» **Required task**
Print the lines starting at the one containing "Identify any visible military aircraft." and ending after the one containing "16;144;1345;587", copying each exactly. Leave the pictures out of what you print.

» **Data extract**
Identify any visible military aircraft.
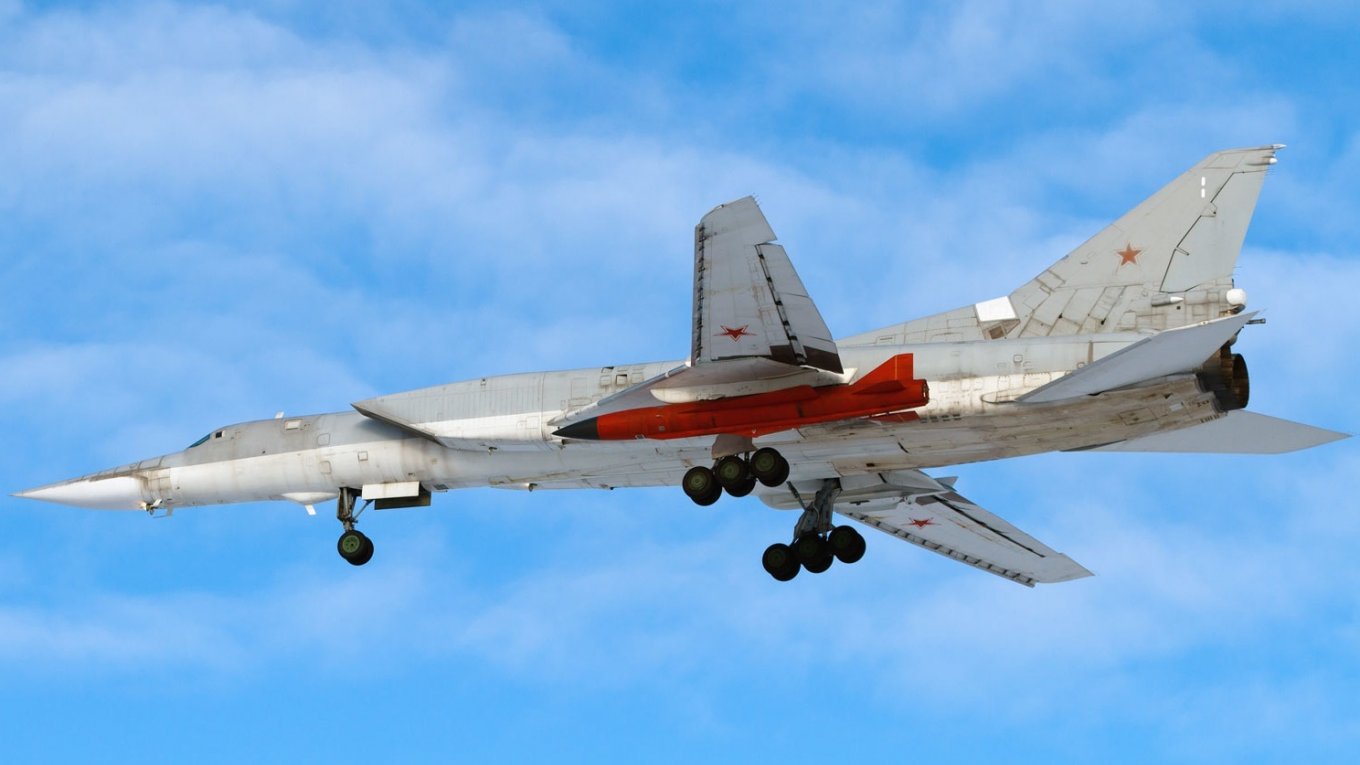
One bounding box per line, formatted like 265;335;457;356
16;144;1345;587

...

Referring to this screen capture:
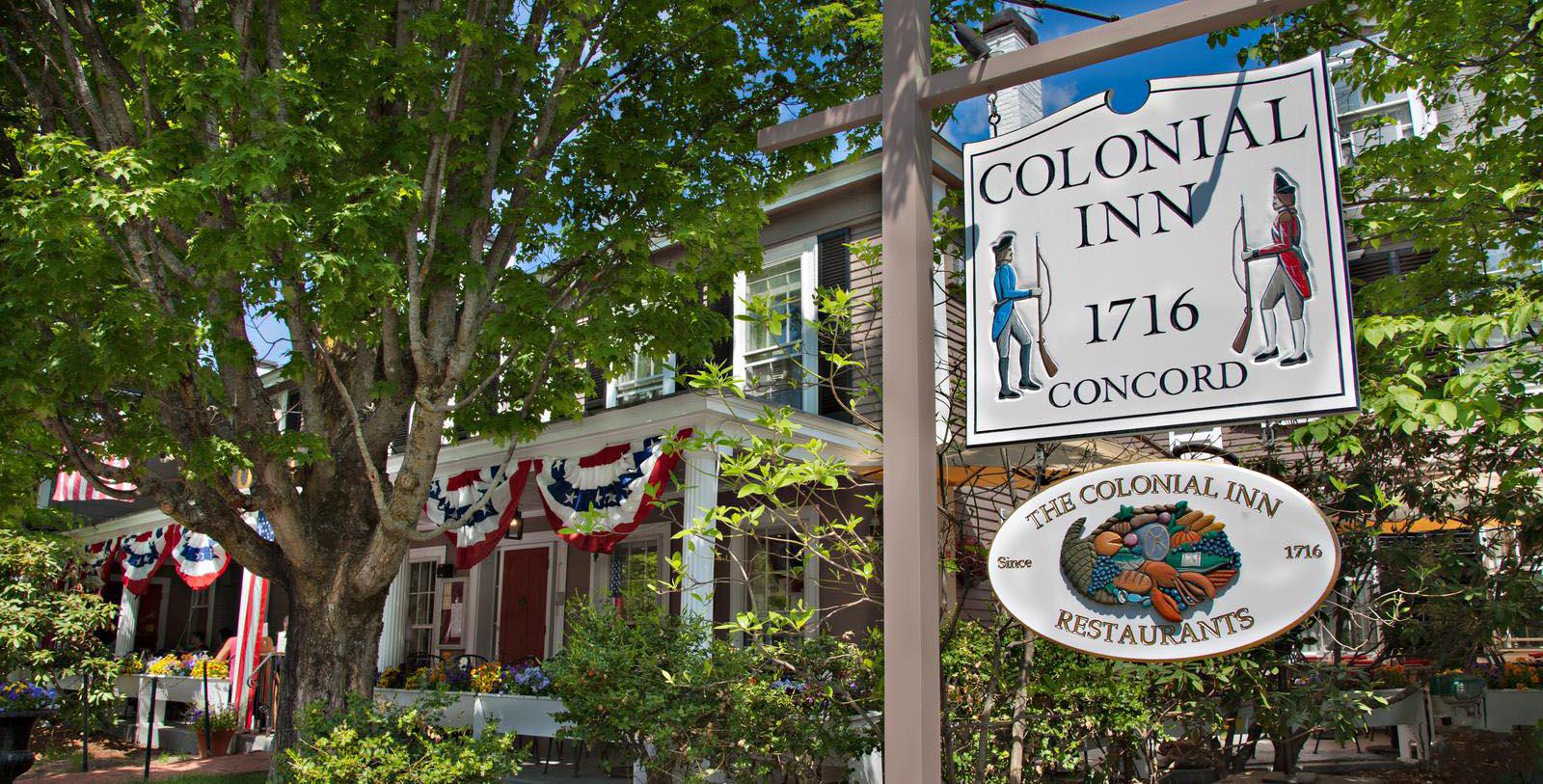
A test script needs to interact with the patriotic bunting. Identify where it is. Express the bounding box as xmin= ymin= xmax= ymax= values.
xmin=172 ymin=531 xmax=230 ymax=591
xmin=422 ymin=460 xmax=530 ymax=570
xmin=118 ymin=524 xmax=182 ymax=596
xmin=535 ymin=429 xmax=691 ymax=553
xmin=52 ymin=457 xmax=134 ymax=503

==

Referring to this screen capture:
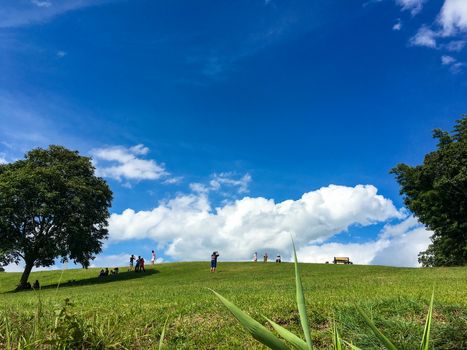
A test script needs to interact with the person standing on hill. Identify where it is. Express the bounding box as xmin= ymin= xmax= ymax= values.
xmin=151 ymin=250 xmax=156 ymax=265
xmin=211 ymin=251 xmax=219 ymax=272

» **Problem solution**
Identify any visible military aircraft.
One bounding box per line, formatted like 265;335;457;356
16;144;1345;587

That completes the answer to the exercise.